EXERCISE GOAL: Go to the line below that has "find clenched fist", print it and each line after it exactly, and stop after the line that has "find blurred stadium"; leave out pictures.

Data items
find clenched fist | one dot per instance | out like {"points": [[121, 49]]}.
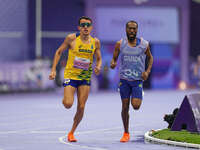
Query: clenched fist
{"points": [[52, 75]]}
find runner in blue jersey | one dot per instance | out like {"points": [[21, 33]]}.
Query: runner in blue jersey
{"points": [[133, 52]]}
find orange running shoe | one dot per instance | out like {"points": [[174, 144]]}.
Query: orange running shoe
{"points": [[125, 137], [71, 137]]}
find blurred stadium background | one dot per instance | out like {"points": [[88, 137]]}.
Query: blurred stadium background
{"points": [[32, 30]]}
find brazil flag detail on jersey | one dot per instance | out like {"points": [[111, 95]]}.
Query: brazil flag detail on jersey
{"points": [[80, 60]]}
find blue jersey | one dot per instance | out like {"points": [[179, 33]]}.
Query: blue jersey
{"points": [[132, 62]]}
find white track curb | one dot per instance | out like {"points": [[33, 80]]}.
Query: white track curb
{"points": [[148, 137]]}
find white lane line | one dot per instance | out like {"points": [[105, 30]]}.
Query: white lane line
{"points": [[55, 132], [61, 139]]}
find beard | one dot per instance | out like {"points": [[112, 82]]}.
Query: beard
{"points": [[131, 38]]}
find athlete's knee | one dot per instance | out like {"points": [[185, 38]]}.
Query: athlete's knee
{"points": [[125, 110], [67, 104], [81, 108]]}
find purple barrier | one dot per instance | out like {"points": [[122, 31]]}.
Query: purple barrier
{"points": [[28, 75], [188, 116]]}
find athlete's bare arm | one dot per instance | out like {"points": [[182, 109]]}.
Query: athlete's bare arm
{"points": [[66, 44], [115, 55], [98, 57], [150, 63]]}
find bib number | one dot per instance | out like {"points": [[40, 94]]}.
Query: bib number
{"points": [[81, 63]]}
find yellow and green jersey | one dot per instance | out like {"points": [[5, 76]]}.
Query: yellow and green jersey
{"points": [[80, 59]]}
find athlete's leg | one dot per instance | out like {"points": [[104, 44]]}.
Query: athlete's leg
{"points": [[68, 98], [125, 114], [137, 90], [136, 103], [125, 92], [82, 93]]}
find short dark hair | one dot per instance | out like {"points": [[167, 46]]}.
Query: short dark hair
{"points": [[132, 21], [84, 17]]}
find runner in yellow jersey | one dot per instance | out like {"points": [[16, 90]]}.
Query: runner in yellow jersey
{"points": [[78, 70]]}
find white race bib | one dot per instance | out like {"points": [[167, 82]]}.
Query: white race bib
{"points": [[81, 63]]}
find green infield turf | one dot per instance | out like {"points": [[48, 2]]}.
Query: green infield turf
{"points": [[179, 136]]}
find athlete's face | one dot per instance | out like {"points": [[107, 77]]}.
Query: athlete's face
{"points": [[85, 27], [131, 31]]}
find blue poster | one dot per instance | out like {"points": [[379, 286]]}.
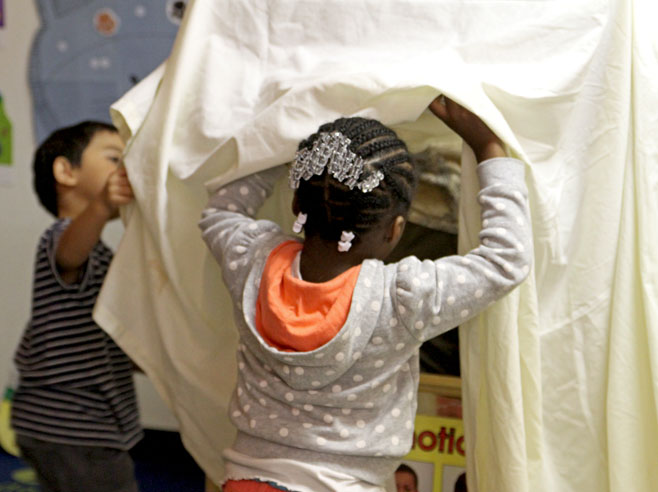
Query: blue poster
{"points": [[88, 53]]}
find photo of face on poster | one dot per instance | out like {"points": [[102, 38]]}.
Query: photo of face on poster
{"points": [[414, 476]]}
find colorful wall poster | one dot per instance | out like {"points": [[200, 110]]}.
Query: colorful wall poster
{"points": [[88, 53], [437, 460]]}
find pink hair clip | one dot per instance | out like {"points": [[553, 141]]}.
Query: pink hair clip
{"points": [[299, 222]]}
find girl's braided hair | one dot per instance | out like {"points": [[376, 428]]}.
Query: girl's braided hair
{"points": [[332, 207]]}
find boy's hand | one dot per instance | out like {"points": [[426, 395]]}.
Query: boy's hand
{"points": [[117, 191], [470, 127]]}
...
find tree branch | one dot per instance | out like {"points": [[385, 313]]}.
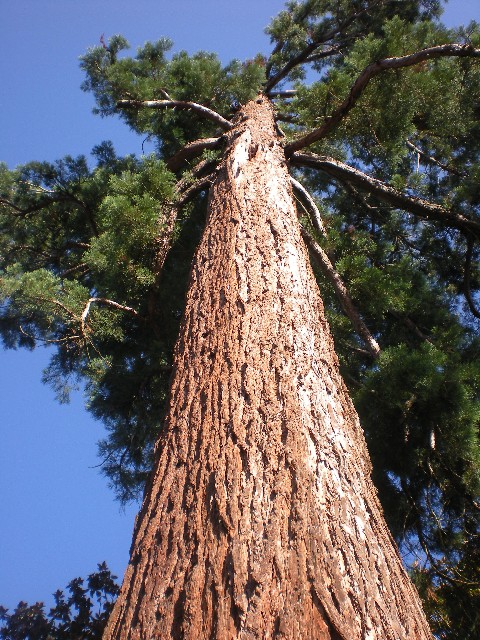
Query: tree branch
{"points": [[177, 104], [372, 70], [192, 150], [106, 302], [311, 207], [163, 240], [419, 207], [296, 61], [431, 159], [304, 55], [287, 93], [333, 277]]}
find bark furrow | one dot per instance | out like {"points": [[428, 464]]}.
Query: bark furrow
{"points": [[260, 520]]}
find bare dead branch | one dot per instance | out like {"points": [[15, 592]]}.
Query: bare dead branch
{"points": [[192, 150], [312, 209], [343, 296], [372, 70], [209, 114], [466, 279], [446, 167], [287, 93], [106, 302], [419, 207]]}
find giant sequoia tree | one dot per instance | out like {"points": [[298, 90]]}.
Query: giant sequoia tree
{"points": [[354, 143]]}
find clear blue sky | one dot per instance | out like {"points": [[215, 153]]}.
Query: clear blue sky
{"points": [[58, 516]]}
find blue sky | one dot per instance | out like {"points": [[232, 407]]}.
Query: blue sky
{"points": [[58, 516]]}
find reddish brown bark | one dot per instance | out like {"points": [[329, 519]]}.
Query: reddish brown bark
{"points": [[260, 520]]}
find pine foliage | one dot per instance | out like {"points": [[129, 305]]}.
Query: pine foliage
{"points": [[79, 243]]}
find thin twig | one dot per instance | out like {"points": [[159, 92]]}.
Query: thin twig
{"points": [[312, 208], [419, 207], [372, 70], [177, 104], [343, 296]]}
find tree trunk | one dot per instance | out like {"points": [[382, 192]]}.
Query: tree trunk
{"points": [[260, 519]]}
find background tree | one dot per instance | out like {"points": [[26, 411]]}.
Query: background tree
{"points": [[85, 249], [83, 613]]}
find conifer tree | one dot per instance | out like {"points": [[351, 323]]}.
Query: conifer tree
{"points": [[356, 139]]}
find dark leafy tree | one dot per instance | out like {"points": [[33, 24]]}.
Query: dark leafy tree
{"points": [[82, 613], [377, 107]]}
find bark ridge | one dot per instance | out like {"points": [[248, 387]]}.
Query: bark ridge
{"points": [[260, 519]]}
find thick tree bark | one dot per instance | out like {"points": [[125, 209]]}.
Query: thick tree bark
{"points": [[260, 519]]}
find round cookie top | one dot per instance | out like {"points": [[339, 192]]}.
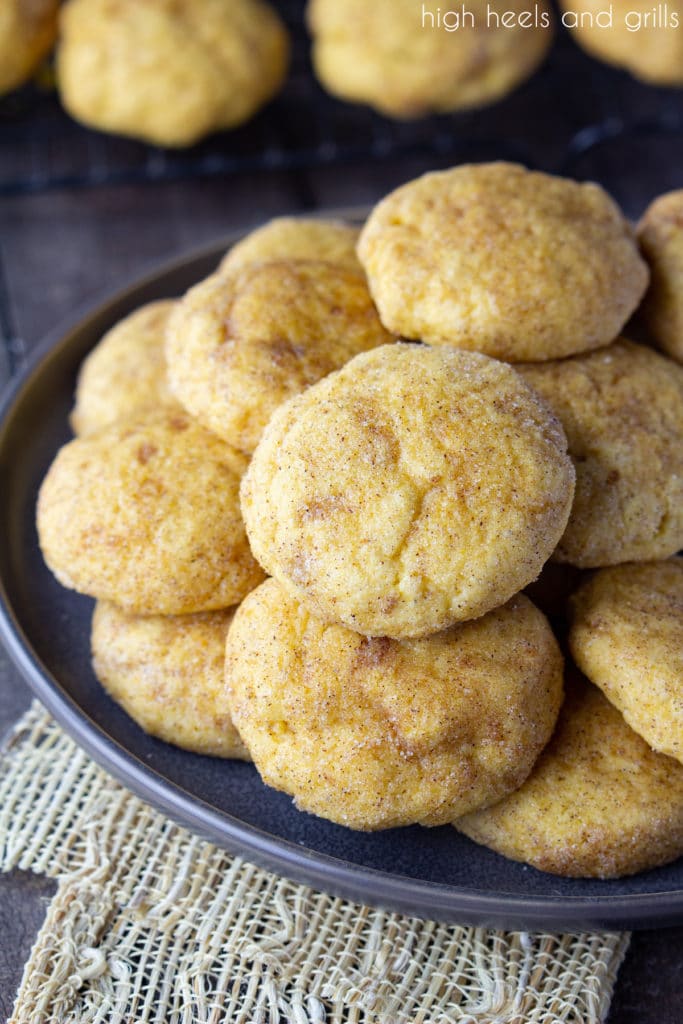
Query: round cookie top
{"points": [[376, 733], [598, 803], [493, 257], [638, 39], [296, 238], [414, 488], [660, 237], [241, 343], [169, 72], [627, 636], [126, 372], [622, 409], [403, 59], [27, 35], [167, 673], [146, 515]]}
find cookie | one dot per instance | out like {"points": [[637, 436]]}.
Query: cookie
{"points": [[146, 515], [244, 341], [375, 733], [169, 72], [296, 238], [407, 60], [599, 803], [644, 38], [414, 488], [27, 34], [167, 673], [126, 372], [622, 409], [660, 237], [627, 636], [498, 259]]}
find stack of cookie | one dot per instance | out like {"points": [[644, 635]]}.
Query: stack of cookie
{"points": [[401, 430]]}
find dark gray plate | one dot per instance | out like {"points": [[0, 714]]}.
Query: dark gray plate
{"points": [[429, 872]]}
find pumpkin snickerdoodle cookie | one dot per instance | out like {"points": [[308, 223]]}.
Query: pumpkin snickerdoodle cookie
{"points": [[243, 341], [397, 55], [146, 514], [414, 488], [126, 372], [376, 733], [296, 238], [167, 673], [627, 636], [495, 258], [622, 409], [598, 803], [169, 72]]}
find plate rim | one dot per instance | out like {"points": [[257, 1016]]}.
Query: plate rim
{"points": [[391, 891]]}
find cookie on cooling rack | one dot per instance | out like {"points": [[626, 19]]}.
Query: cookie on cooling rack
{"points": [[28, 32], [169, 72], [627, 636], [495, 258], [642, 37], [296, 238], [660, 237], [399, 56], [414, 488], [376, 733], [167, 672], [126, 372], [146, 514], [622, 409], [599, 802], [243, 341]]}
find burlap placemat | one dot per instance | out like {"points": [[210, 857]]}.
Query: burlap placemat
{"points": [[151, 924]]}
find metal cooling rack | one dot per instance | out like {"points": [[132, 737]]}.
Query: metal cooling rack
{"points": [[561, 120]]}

SOLVED EXERCISE:
find clenched fist | one dot per instance | out like {"points": [[121, 49]]}.
Query: clenched fist
{"points": [[52, 75]]}
find runner in blue jersey | one dot per instance | out like {"points": [[21, 33]]}.
Query: runner in blue jersey
{"points": [[133, 52]]}
find orange running shoe | one dot per instance | out like {"points": [[174, 144]]}.
Query: orange running shoe
{"points": [[125, 137], [71, 137]]}
find blurred stadium background | one dot per instance | out like {"points": [[88, 137]]}.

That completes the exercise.